[Coordinate annotation records]

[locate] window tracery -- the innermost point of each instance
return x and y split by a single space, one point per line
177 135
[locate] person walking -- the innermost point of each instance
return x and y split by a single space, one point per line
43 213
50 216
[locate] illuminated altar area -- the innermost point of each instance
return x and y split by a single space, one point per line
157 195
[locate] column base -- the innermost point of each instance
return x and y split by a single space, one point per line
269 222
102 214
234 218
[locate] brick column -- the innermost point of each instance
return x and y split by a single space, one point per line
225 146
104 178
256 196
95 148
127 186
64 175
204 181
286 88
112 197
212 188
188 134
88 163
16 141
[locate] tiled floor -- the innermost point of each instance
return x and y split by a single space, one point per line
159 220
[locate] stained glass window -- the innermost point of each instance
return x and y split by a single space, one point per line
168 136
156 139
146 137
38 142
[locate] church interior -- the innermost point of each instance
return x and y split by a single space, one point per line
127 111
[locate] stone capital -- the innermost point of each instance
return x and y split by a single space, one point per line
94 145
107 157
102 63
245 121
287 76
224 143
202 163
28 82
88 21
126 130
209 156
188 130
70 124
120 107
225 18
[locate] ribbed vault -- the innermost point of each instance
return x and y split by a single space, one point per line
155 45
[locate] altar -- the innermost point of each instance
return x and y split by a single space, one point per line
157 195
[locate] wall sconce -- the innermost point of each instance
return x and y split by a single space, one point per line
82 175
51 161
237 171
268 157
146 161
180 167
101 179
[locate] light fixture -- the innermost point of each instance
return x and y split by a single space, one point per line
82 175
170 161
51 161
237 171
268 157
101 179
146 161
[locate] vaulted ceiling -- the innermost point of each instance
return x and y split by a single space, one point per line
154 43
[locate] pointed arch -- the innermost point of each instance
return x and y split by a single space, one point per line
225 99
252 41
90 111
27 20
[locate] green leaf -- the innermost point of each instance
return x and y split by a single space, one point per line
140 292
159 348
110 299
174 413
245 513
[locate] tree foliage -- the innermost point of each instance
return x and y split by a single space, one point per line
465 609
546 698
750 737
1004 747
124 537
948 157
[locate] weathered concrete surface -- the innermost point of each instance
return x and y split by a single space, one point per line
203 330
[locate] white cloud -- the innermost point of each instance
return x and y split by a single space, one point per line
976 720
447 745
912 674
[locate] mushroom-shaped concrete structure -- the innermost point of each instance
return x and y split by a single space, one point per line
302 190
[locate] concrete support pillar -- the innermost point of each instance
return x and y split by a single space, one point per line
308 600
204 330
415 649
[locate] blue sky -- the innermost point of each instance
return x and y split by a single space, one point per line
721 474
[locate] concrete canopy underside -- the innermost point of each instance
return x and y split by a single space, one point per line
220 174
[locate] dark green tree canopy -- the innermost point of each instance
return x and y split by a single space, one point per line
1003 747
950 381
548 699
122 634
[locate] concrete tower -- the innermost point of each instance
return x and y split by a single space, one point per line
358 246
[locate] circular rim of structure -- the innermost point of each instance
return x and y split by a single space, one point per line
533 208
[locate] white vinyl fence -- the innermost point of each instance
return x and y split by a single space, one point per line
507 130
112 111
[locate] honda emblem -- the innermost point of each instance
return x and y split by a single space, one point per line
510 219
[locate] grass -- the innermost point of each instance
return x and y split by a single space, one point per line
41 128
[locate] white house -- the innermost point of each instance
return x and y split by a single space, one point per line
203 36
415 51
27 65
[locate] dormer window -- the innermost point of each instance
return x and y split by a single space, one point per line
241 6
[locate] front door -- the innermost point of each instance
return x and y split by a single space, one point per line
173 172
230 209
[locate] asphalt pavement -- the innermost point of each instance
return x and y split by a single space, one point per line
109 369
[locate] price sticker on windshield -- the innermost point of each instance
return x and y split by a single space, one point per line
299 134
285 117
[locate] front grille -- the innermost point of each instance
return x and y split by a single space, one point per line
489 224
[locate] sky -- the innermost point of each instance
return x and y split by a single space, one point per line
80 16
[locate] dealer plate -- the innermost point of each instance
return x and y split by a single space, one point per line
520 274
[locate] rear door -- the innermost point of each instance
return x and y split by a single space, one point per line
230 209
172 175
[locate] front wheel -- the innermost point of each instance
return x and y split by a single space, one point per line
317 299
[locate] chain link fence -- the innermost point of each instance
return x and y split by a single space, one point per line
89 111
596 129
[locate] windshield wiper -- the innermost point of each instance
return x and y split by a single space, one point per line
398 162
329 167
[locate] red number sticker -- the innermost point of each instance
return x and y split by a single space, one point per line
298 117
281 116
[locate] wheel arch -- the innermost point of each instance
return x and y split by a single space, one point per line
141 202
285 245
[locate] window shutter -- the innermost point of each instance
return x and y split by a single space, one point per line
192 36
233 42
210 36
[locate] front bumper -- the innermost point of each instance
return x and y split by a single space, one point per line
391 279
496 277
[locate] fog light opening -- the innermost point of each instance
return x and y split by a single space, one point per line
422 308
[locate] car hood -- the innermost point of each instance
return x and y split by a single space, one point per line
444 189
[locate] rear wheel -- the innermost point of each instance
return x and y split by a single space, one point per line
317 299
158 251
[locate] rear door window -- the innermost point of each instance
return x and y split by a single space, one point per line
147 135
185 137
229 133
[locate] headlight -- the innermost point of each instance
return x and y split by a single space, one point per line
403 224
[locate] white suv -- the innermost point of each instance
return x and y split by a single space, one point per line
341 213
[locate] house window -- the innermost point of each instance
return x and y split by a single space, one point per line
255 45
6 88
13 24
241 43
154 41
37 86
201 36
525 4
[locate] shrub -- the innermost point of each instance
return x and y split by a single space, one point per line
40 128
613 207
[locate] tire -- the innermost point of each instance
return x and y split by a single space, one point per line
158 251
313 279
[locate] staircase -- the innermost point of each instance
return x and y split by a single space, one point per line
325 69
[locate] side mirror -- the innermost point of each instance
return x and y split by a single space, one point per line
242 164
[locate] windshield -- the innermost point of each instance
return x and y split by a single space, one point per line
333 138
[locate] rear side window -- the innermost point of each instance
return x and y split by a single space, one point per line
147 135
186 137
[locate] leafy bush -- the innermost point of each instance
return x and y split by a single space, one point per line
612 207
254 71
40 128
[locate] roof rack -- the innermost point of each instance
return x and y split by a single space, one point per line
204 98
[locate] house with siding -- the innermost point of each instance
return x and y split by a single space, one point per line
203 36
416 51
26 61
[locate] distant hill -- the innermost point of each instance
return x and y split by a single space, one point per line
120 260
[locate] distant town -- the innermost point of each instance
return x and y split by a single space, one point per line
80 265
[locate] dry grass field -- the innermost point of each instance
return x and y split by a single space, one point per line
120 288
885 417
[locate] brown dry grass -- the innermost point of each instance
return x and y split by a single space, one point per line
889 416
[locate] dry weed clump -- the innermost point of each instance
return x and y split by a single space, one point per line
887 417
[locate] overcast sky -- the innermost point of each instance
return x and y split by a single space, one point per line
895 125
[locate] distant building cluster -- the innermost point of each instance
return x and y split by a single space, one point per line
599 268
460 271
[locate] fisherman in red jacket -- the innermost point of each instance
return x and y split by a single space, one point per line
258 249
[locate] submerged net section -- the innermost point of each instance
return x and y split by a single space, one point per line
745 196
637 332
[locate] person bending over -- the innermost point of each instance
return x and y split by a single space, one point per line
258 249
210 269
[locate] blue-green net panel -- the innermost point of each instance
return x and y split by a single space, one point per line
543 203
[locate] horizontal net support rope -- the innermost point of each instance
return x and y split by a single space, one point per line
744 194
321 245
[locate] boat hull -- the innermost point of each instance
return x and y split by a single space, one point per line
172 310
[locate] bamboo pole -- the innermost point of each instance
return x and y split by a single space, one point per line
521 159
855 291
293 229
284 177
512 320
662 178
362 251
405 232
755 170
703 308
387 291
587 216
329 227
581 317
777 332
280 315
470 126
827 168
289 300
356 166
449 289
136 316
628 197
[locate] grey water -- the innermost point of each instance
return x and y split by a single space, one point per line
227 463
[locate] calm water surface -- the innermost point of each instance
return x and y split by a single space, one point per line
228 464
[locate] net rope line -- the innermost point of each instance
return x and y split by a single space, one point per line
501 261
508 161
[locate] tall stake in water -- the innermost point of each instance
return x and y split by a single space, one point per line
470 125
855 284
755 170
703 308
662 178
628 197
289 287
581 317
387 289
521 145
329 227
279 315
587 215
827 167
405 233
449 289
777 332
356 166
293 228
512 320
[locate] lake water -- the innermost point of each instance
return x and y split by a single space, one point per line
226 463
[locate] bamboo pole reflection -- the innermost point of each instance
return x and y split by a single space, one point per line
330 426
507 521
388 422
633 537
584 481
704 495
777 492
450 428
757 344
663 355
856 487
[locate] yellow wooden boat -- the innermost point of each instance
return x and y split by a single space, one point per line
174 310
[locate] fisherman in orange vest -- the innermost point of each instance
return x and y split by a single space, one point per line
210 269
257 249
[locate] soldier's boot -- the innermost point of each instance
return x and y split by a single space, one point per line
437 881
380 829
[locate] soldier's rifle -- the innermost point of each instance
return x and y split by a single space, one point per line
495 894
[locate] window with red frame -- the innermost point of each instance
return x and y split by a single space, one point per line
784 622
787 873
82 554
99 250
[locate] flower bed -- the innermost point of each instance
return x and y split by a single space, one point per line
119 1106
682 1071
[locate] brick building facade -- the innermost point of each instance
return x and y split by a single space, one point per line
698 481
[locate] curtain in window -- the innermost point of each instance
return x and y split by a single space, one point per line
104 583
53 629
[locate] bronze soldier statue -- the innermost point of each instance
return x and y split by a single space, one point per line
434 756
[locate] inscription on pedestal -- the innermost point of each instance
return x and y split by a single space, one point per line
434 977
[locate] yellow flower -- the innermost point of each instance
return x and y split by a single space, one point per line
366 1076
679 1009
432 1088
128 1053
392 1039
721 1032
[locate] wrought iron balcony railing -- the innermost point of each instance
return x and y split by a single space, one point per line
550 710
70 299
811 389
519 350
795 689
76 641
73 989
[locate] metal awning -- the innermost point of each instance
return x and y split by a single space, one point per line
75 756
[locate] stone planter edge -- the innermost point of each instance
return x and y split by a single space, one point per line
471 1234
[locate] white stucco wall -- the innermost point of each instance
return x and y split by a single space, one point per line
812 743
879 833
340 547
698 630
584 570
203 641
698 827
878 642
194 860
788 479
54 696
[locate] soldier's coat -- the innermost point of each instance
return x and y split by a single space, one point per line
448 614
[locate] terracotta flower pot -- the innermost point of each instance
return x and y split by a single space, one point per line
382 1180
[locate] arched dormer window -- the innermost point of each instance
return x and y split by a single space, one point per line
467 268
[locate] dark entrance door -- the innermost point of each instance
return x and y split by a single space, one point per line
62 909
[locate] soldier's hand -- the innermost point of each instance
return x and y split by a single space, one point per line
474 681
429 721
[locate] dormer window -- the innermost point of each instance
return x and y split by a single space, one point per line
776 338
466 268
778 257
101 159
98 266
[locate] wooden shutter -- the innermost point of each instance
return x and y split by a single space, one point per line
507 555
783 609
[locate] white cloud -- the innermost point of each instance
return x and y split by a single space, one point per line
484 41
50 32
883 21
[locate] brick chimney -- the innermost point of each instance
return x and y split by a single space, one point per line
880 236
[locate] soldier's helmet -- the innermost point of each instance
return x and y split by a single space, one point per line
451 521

Do this> Starting at the line that contains "[locate] wooden shutter", write out every line to the end of the entries, exactly as given.

Written answer>
[locate] wooden shutter -- the innermost point of each instance
return x and y split by a single space, one point per line
507 555
783 609
[locate] white cloud -- the innermost point of each instance
return x and y split by a single space, one point per line
484 41
50 32
883 21
[locate] brick chimney -- the innermost point of each instance
return x and y split by a single space, one point per line
880 236
[locate] soldier's helmet -- the innermost point of each instance
return x and y split by a single space, one point per line
451 521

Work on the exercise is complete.